* Required action:
Transcribe the entire listing exactly as it appears.

* Dataset records:
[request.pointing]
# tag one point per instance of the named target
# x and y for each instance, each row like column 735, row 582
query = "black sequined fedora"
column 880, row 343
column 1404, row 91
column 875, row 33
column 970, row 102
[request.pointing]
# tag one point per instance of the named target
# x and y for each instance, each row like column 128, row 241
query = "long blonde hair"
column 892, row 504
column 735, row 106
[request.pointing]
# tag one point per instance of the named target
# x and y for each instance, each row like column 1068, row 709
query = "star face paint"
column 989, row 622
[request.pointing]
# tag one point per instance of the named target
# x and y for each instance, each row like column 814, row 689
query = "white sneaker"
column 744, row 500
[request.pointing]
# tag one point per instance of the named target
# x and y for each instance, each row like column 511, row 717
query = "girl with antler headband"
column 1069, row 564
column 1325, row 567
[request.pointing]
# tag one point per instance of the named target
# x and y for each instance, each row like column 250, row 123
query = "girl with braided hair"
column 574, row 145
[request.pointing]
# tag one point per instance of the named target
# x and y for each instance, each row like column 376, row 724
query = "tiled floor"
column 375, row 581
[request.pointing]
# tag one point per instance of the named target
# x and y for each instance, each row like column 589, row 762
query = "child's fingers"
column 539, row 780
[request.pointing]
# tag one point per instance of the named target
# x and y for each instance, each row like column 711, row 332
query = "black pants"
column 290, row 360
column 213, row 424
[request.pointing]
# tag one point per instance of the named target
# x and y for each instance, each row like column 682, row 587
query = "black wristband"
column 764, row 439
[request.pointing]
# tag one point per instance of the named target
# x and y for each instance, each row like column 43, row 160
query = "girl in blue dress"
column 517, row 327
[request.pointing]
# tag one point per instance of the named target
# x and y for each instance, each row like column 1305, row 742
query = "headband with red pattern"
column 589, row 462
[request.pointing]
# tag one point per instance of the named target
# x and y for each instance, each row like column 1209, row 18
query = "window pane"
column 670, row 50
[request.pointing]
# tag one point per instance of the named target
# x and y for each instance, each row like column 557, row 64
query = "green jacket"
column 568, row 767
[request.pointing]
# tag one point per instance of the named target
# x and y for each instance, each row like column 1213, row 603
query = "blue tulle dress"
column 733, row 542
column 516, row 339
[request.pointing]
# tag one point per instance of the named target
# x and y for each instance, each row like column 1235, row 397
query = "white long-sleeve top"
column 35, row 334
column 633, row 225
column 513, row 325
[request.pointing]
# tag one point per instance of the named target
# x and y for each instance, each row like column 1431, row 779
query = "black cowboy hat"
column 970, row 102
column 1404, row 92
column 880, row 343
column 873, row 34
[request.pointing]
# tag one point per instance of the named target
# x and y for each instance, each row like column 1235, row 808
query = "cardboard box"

* Response to this task:
[request.pointing]
# tag one point per instance of the named target
# x and y for each instance, each row like column 735, row 582
query = "black sequined fedora"
column 880, row 343
column 1404, row 91
column 875, row 33
column 970, row 102
[request.pointing]
# tag one point per instance of the named target
# x and y for each instance, each row like column 128, row 241
query = "long blonde hair"
column 892, row 504
column 735, row 106
[request.pointing]
# tag one point per instance of the named target
# x and y for each instance, each row like column 1068, row 709
query = "star face paint"
column 989, row 622
[request.pointing]
# tag one point per instance of the named target
# x and y for each instance, each row like column 814, row 689
query = "white sneaker"
column 744, row 500
[request.pointing]
# tag one point per instance of the named target
# x and y for each instance, each row like column 511, row 717
query = "girl with antler headband"
column 1069, row 564
column 1325, row 567
[request.pointing]
# tag one point per instance of the named target
# x and y for each instance, each row like column 250, row 123
query = "girl with braided hair"
column 574, row 145
[request.pointing]
# tag one point per instance of the named target
# x and y for each instance, each row like column 376, row 724
query = "tiled floor"
column 375, row 581
[request.pointing]
# tag one point per instance of the named target
# x and y for each instance, each row like column 589, row 762
query = "child's fingers"
column 539, row 780
[request.pointing]
# tag one point per instance of the named target
# x and y for each instance, each row like column 711, row 332
query = "black pants"
column 290, row 360
column 213, row 424
[request.pointing]
# tag one point per instance of the named target
# x and y for each instance, each row like column 682, row 587
query = "black wristband"
column 764, row 439
[request.pointing]
# tag one point per instance of the named target
# x and y for each instance, each row like column 43, row 160
query = "girl in blue dress"
column 517, row 327
[request.pointing]
# tag one point per instance of the named target
# x and y for each instance, each row like column 1305, row 742
query = "headband with red pattern"
column 589, row 462
[request.pointing]
# tag one point per instance of the named target
# x and y for each instance, each row like column 1209, row 18
query = "window pane"
column 670, row 50
[request.pointing]
# tag one point per instance of the named target
# x and y for each instance, each row like column 557, row 64
query = "green jacket"
column 568, row 767
[request.pointing]
# tag one point per instance of the named target
# x and y for each instance, each row like column 1213, row 603
query = "blue tulle dress"
column 733, row 542
column 516, row 339
[request.pointing]
# tag one point per instance of the named target
# x and y for each instance, each row like column 1235, row 397
query = "white long-sleeve top"
column 35, row 334
column 633, row 225
column 513, row 325
[request.pointing]
# tag one point per instance of the named target
# x and y for each instance, each row like column 1431, row 779
query = "black cowboy hat"
column 970, row 102
column 1404, row 92
column 880, row 343
column 873, row 34
[request.pointing]
# tag one point per instance of the named target
# x and y for each instance, each row like column 1235, row 808
query = "cardboard box"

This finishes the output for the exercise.